WHAT TO PRODUCE:
Gather every line of the data that contains the word "white", treating uppercase and lowercase letters as different.
**********
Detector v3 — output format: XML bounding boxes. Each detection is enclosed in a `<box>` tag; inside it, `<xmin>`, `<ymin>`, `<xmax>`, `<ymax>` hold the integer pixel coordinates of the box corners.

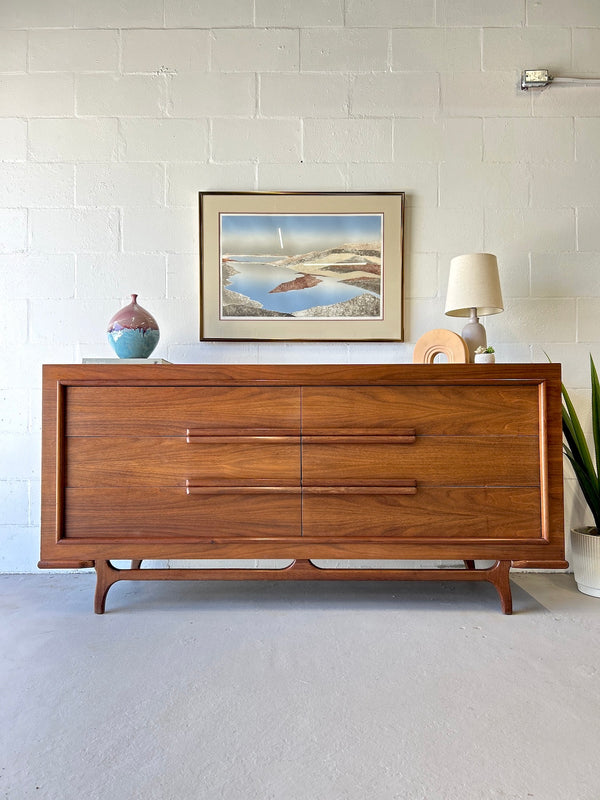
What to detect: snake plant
<box><xmin>562</xmin><ymin>355</ymin><xmax>600</xmax><ymax>535</ymax></box>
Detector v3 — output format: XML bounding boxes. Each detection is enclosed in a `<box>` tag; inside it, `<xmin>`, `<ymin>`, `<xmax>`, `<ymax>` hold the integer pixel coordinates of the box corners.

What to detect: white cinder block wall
<box><xmin>0</xmin><ymin>0</ymin><xmax>600</xmax><ymax>572</ymax></box>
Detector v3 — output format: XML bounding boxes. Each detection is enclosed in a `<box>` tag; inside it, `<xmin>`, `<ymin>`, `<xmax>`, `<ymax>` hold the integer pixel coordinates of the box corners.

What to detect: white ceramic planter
<box><xmin>571</xmin><ymin>528</ymin><xmax>600</xmax><ymax>597</ymax></box>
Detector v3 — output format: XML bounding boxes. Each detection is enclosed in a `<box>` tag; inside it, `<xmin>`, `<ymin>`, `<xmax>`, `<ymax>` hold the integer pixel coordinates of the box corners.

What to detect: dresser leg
<box><xmin>94</xmin><ymin>561</ymin><xmax>119</xmax><ymax>614</ymax></box>
<box><xmin>488</xmin><ymin>561</ymin><xmax>512</xmax><ymax>614</ymax></box>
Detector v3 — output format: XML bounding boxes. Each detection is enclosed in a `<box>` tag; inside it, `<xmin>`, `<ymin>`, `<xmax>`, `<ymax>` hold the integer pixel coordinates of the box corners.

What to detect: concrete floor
<box><xmin>0</xmin><ymin>574</ymin><xmax>600</xmax><ymax>800</ymax></box>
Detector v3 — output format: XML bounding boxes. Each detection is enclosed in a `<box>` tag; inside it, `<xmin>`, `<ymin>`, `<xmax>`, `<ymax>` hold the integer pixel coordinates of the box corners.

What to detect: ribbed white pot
<box><xmin>571</xmin><ymin>528</ymin><xmax>600</xmax><ymax>597</ymax></box>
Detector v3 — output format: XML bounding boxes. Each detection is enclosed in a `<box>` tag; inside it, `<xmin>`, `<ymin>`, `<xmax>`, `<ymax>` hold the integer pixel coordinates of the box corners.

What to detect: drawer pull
<box><xmin>303</xmin><ymin>481</ymin><xmax>417</xmax><ymax>495</ymax></box>
<box><xmin>185</xmin><ymin>480</ymin><xmax>301</xmax><ymax>495</ymax></box>
<box><xmin>302</xmin><ymin>431</ymin><xmax>417</xmax><ymax>445</ymax></box>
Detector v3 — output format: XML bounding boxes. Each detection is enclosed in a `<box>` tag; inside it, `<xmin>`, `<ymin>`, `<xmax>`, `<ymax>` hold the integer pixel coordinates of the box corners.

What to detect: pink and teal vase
<box><xmin>108</xmin><ymin>294</ymin><xmax>160</xmax><ymax>358</ymax></box>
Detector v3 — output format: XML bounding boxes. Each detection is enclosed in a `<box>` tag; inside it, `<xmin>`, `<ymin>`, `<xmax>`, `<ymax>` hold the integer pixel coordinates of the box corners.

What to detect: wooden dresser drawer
<box><xmin>302</xmin><ymin>487</ymin><xmax>541</xmax><ymax>542</ymax></box>
<box><xmin>302</xmin><ymin>436</ymin><xmax>540</xmax><ymax>486</ymax></box>
<box><xmin>65</xmin><ymin>385</ymin><xmax>300</xmax><ymax>436</ymax></box>
<box><xmin>302</xmin><ymin>384</ymin><xmax>540</xmax><ymax>436</ymax></box>
<box><xmin>66</xmin><ymin>436</ymin><xmax>300</xmax><ymax>488</ymax></box>
<box><xmin>65</xmin><ymin>487</ymin><xmax>301</xmax><ymax>542</ymax></box>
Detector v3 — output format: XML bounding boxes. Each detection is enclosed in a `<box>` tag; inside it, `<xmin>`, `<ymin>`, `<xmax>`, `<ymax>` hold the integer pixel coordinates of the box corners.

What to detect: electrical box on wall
<box><xmin>521</xmin><ymin>69</ymin><xmax>552</xmax><ymax>89</ymax></box>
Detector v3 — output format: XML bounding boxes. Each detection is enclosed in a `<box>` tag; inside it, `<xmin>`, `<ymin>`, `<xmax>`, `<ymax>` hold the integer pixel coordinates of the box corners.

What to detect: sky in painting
<box><xmin>221</xmin><ymin>214</ymin><xmax>383</xmax><ymax>256</ymax></box>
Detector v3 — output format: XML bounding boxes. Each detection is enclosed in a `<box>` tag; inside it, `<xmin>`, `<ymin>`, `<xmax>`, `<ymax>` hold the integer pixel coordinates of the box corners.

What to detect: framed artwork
<box><xmin>200</xmin><ymin>192</ymin><xmax>404</xmax><ymax>341</ymax></box>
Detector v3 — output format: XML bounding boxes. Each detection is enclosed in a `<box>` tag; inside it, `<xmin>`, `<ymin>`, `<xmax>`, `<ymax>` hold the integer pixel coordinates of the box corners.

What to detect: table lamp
<box><xmin>445</xmin><ymin>253</ymin><xmax>504</xmax><ymax>361</ymax></box>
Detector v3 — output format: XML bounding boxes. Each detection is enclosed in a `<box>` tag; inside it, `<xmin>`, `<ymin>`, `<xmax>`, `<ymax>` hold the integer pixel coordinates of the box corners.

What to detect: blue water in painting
<box><xmin>227</xmin><ymin>256</ymin><xmax>374</xmax><ymax>314</ymax></box>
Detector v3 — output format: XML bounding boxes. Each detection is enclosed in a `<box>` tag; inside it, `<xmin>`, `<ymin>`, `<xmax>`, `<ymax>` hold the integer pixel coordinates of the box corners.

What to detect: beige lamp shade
<box><xmin>445</xmin><ymin>253</ymin><xmax>504</xmax><ymax>317</ymax></box>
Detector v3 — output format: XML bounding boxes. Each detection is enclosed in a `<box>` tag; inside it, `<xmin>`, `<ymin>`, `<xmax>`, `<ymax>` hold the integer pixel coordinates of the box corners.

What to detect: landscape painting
<box><xmin>220</xmin><ymin>214</ymin><xmax>383</xmax><ymax>319</ymax></box>
<box><xmin>200</xmin><ymin>192</ymin><xmax>404</xmax><ymax>341</ymax></box>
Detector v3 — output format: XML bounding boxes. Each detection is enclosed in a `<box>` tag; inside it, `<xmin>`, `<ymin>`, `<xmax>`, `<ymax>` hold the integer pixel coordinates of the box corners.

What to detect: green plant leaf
<box><xmin>561</xmin><ymin>356</ymin><xmax>600</xmax><ymax>530</ymax></box>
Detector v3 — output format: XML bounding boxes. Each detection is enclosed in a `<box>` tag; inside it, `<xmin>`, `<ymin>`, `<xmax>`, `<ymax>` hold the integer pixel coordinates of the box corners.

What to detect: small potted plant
<box><xmin>562</xmin><ymin>355</ymin><xmax>600</xmax><ymax>597</ymax></box>
<box><xmin>475</xmin><ymin>347</ymin><xmax>496</xmax><ymax>364</ymax></box>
**********
EXERCISE RESPONSE:
What to detect: white cinder block wall
What to detect: white ceramic planter
What to detect: ribbed white pot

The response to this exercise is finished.